- Document passage

- - - -

A mask shop is a factory which manufactures photomasks for use in the semiconductor industry.  There are two distinct types found in the trade. Captive mask shops are in-house operations owned by the biggest semiconductor corporations, while merchant mask shops make masks for most of the industry.

Merchant mask shops will produce photomasks for a variety of integrated device manufacturers (IDMs), foundries or optical device companies in addition to providing excess cavity work and re-pellicle for captive mask shops.

The company structure is similar to that of any medium-sized manufacture and has the
following unique departments or mask makers:
Sales Customer / customer services
Front end data prep
Facilities maintenance - plant & environment
Engineering - equipment maintenance
Engineering - process, inspection & metrology
Quality assurance
Shipping & dispatching

Photomask market 
The worldwide photomask production market was $3.1 billion in 2013. Almost half of market attributed to captive mask shops (in-house mask shops of major chipmakers).

Infrastructure (technical and financial)
The costs of creating new mask shop for 180 nm processes were estimated in 2005 as $40 million, and for 130 nm - more than $100 million.  In 2013 cost of new 28 nm mask shop was estimated at $110 – 140 million.

- - - -

- Given records
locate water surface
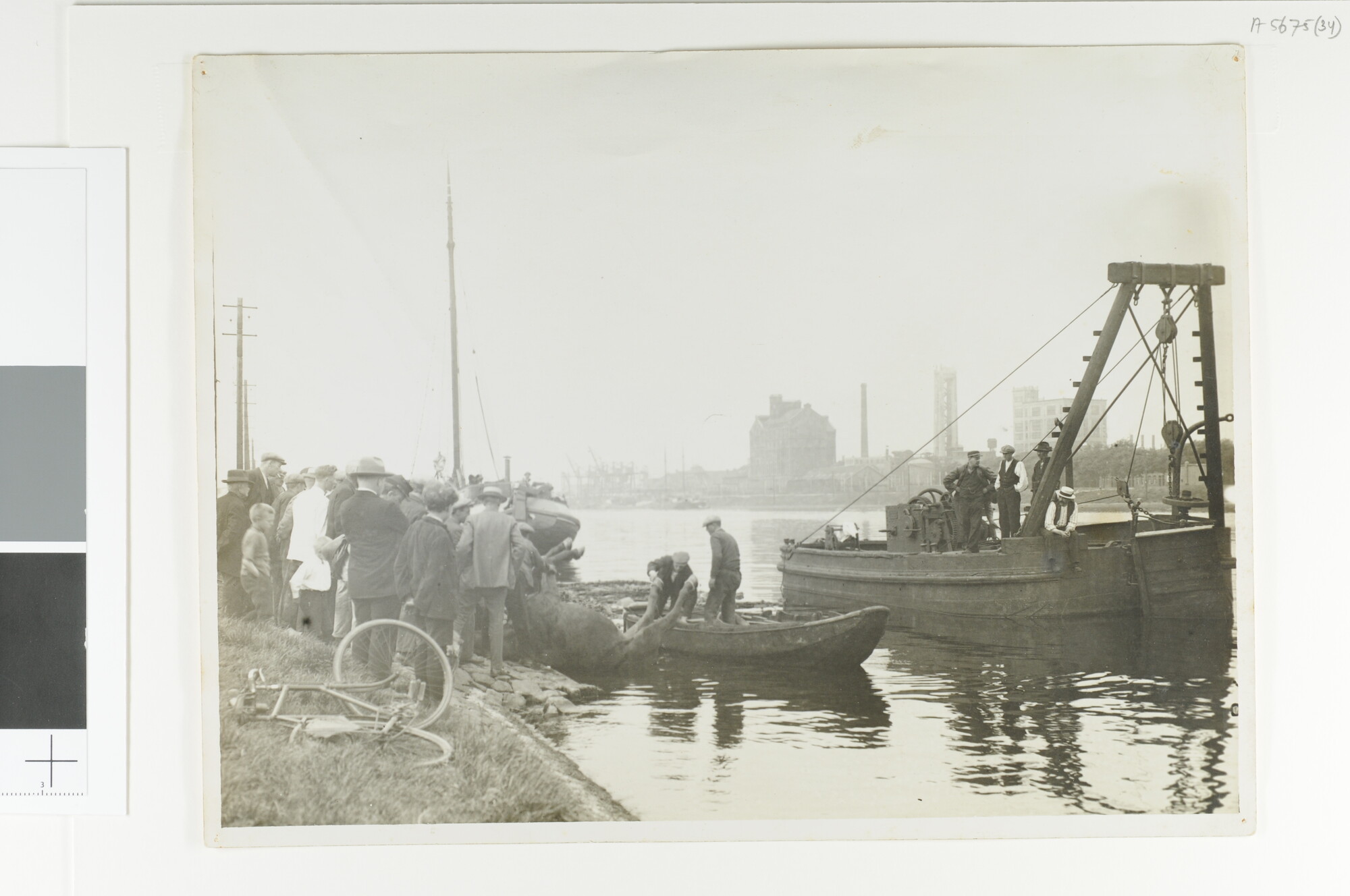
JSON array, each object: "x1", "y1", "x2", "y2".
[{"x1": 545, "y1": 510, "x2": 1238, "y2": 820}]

- - - -

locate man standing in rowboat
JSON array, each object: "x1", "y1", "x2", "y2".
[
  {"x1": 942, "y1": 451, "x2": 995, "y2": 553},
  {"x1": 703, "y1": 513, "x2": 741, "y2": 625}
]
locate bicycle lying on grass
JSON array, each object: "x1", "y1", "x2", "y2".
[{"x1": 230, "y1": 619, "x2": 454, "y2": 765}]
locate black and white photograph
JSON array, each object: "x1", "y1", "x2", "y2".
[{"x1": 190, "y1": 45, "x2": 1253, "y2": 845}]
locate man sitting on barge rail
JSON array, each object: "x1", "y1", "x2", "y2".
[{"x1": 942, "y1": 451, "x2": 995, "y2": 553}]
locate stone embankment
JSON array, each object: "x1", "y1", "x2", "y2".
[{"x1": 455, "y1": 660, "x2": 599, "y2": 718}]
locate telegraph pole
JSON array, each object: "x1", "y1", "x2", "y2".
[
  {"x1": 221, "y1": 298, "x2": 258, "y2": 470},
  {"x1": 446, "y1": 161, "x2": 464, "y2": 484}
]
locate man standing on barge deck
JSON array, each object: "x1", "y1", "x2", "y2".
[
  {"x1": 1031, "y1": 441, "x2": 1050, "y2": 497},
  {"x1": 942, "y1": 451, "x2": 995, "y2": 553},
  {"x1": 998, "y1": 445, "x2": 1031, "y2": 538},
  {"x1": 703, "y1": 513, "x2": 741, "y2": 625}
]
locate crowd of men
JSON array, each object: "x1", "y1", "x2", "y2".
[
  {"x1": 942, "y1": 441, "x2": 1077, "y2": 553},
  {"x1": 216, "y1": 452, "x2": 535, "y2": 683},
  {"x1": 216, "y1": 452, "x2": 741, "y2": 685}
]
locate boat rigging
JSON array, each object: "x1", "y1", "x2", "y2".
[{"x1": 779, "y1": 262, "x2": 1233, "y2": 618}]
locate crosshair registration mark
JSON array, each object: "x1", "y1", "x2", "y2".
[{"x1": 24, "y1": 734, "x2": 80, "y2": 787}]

- - - -

Using the passage on mask shops, answer these:
1. What was the value of the worldwide photomask production market in 2013?
2. Besides photomasks for other companies, what two services do merchant mask shops provide for captive mask shops?
3. What was the estimated cost in 2013 of a new 28 nm mask shop?
The records play no part in what is asked here.

- Result
1. $3.1 billion.
2. Excess cavity work and re-pellicle.
3. $110–140 million.